[Entrées de pointage d'objets nommés]
>>>>>

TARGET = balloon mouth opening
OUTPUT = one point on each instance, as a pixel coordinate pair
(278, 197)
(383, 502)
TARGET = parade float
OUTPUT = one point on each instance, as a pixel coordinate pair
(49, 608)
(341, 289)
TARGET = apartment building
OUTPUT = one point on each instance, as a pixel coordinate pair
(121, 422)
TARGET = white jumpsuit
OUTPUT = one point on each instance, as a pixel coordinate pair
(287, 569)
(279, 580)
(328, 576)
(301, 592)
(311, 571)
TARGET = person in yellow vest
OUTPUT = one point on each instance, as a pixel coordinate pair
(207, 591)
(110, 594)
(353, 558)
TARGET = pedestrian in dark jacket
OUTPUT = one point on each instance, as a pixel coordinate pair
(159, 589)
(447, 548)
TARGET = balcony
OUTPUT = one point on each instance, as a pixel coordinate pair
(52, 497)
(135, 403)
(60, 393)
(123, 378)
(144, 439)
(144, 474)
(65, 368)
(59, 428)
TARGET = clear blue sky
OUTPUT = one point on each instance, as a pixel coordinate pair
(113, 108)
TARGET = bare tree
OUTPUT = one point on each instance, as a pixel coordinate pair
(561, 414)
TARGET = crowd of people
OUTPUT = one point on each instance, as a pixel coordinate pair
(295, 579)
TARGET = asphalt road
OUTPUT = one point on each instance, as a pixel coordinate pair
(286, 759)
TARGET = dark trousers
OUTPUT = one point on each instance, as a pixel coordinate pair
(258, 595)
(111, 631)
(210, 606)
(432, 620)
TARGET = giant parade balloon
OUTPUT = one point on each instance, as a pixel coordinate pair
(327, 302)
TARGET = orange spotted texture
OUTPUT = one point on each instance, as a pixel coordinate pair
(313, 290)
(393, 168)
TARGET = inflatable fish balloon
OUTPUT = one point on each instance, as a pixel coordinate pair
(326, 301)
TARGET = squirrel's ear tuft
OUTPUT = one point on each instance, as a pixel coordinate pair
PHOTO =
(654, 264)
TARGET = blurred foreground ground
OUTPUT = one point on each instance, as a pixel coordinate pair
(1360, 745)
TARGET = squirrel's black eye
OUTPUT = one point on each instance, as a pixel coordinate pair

<<<<<

### Tâche à réaliser
Transforme en tableau Markdown le passage de la liste allant de la ligne qui contient "TARGET = squirrel's ear tuft" jusqu'à la fin de la liste, ces deux bornes étant incluses. Le tableau comporte deux colonnes, N° pour le numéro de rang et Contenu pour la ligne, sans les lignes vides.

### Solution du problème
| N° | Contenu |
|---|---|
| 1 | TARGET = squirrel's ear tuft |
| 2 | OUTPUT = one point on each instance, as a pixel coordinate pair |
| 3 | PHOTO = |
| 4 | (654, 264) |
| 5 | TARGET = blurred foreground ground |
| 6 | OUTPUT = one point on each instance, as a pixel coordinate pair |
| 7 | (1360, 745) |
| 8 | TARGET = squirrel's black eye |
| 9 | OUTPUT = one point on each instance, as a pixel coordinate pair |